### Excerto:
----
Os resultados do PISA 2018 vieram confirmar a supremacia dos países
asiáticos no topo da tabela (ainda que a China só participe com as quatro
regiões mais desenvolvidas) e a queda da Finlândia como país modelo. A Estónia
é a grande estrela e Portugal estagnou nos resultados razoáveis que tinha já
obtido. Estas são as principais conclusões do maior estudo comparativo de
sistemas de educação, em todo o mundo, reveladas neste mês de dezembro de 2019.
Com a avaliação PISA, a OCDE (Organização para a Cooperação e o Desenvolvimento
Económico) pretende verificar até que ponto os estudantes de 15 anos de idade,
perto do final da sua educação obrigatória, adquiriram conhecimentos e capacidades
essenciais para a participação plena na sociedade moderna. A avaliação não verifica
apenas se os alunos podem reproduzir o conhecimento; também examina se eles
podem extrapolar o que aprenderam e aplicar esse conhecimento em contextos
desconhecidos, dentro e fora da escola. Essa abordagem reflete o facto de as
economias modernas recompensam os indivíduos não só pelo que sabem, mas também pelo
que podem fazer com o que sabem. O PISA pretende ultrapassar uma avaliação
baseada num currículo particular para arriscar uma avaliação da preparação dos
jovens para a sua entrada na vida autónoma.
Como em todos os temas relacionados com a educação, este grande objetivo
tem alguns críticos que invocam que as áreas de conhecimento representadas no
PISA estão longe de cobrir todas as áreas incluídas na maioria dos sistema
educativos; por outro lado, não terá sido (nem será provavelmente) possível
demonstrar que os conhecimentos e capacidades avaliados são efetivamente
instrumentais para acelerar o desenvolvimento e a competitividade dos países,
como os governos participantes implicitamente admitem. Mesmo que reconheçamos
as suas possíveis limitações, o PISA é o exercício de avaliação comparativa
internacional mais abrangente e será esse o motivo para que tenha uma adesão
crescente. A cobertura deverá crescer ainda mais no próximo ciclo, em 2021,
porque a Índia já anunciou o seu regresso, depois de ter saído na sequência do
mau resultado (72º em 74 países ou regiões) obtido em 2009.
A primeira edição de avaliação PISA foi um tremendo choque para Alemanha:
Os resultados para a leitura, a matemática e a ciência eram inferiores à média
dos resultados dos 31 países então participantes. Para uma economia baseada na
exportação e dependente das suas vantagens competitivas, o sinal de que a
educação dos jovens estaria a ficar abaixo dos seus concorrentes foi um
tremendo estímulo para a reforma. Não foi simples porque a educação é uma
competência dos estados federados. Mesmo assim, a despesa com a educação
aumentou, foram definidos padrões educativos nacionais, melhorou o apoio aos
alunos desfavorecidos e imigrantes e expandiu-se o pré-escolar. Lentamente, os
resultados começaram a melhorar, situando-se acima da média da OCDE, mas
voltaram a cair em 2018 com grande disparidade na leitura em função do estatuto
socioeconómico.
----
Itens de um conjunto de dados:
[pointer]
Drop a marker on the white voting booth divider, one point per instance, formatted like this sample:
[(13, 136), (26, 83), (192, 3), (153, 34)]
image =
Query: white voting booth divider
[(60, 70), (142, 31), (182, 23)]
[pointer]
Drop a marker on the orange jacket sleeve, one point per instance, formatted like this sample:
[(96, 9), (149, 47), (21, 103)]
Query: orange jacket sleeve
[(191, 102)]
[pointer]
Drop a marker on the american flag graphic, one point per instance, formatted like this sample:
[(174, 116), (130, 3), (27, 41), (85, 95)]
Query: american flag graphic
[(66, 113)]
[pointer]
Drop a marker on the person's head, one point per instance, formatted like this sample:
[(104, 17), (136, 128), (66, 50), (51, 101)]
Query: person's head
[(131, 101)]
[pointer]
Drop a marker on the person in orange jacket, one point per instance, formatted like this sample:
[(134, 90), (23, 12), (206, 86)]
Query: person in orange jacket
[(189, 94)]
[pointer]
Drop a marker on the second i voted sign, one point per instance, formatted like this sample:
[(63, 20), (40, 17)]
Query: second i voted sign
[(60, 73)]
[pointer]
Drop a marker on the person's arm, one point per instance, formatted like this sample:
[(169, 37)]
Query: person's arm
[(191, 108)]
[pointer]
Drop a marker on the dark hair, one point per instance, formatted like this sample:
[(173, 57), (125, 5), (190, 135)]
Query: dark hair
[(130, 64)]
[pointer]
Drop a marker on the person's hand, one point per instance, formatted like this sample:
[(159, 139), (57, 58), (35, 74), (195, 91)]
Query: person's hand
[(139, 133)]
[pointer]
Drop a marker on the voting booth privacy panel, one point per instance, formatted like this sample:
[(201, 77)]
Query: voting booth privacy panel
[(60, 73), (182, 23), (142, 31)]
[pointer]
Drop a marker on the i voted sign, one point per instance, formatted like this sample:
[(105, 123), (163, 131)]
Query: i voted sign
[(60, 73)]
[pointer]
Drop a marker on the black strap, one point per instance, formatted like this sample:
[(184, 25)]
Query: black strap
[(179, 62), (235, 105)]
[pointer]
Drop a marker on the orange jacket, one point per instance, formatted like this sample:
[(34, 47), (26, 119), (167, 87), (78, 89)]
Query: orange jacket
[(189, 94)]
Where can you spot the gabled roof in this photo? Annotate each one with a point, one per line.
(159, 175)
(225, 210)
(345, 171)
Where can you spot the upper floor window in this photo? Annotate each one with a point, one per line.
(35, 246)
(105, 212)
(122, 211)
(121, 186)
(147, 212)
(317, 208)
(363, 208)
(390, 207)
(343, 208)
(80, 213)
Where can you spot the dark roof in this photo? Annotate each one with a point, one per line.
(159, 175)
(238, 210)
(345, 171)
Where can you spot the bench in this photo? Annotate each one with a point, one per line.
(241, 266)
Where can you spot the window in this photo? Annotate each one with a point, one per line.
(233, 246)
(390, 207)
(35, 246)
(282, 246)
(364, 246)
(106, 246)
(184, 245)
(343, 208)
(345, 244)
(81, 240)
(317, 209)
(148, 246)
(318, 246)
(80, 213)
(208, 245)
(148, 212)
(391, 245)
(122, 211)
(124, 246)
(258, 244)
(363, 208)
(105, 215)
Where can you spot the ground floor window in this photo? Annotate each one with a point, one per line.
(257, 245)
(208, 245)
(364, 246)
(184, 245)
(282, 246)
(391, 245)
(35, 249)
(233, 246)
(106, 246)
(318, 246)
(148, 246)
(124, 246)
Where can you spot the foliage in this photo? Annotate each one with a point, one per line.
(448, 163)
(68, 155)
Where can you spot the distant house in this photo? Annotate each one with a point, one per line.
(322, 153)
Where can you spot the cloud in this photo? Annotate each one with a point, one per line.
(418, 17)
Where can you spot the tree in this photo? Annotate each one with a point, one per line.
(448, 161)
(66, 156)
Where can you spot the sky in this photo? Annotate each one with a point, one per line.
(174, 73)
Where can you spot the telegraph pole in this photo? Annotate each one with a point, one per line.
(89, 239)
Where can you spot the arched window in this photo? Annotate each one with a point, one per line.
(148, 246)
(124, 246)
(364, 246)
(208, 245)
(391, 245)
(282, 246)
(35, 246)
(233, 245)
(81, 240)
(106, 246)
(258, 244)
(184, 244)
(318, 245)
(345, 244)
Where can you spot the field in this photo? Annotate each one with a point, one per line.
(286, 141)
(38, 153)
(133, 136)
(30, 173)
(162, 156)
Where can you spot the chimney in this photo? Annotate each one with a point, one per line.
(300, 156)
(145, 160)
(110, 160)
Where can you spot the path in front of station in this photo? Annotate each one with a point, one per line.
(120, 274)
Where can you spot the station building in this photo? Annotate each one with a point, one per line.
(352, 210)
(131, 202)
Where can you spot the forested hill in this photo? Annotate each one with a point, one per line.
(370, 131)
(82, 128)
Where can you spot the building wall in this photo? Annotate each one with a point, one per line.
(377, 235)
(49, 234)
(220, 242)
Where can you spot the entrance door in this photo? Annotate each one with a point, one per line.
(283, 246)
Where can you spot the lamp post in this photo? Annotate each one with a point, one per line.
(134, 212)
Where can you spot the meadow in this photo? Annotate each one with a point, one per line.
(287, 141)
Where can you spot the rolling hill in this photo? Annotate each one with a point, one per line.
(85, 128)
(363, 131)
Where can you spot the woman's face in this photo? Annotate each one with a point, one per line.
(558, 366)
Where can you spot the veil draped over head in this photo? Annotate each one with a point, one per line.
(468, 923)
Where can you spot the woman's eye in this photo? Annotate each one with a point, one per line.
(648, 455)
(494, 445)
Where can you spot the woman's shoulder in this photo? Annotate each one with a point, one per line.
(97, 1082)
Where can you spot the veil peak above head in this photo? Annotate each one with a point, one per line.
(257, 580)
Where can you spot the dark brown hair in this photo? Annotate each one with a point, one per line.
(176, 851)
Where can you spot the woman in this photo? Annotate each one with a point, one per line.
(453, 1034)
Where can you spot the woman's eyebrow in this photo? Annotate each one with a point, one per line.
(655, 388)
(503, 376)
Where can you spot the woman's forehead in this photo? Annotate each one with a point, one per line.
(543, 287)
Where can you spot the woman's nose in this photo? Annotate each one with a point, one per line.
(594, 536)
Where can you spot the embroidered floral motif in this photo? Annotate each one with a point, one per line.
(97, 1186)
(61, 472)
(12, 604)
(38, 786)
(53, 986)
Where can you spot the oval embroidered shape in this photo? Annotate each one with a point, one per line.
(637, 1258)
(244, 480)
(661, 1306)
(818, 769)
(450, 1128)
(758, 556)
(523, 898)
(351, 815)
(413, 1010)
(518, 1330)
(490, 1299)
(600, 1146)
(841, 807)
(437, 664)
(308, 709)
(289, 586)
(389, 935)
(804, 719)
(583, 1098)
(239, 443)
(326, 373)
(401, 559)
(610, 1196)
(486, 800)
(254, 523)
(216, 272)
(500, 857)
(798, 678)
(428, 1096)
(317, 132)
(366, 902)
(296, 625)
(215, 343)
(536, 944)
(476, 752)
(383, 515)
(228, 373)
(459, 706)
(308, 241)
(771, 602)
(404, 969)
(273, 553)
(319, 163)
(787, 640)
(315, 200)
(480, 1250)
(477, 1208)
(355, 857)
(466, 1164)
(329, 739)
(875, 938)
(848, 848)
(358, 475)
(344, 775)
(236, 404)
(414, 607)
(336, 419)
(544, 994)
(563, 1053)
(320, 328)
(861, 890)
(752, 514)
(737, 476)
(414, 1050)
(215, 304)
----
### Requisito:
Segundo o excerto sobre o PISA 2018, que lugar obteve a Índia em 2009?

### Resposta completa:
O 72.º lugar em 74 países ou regiões.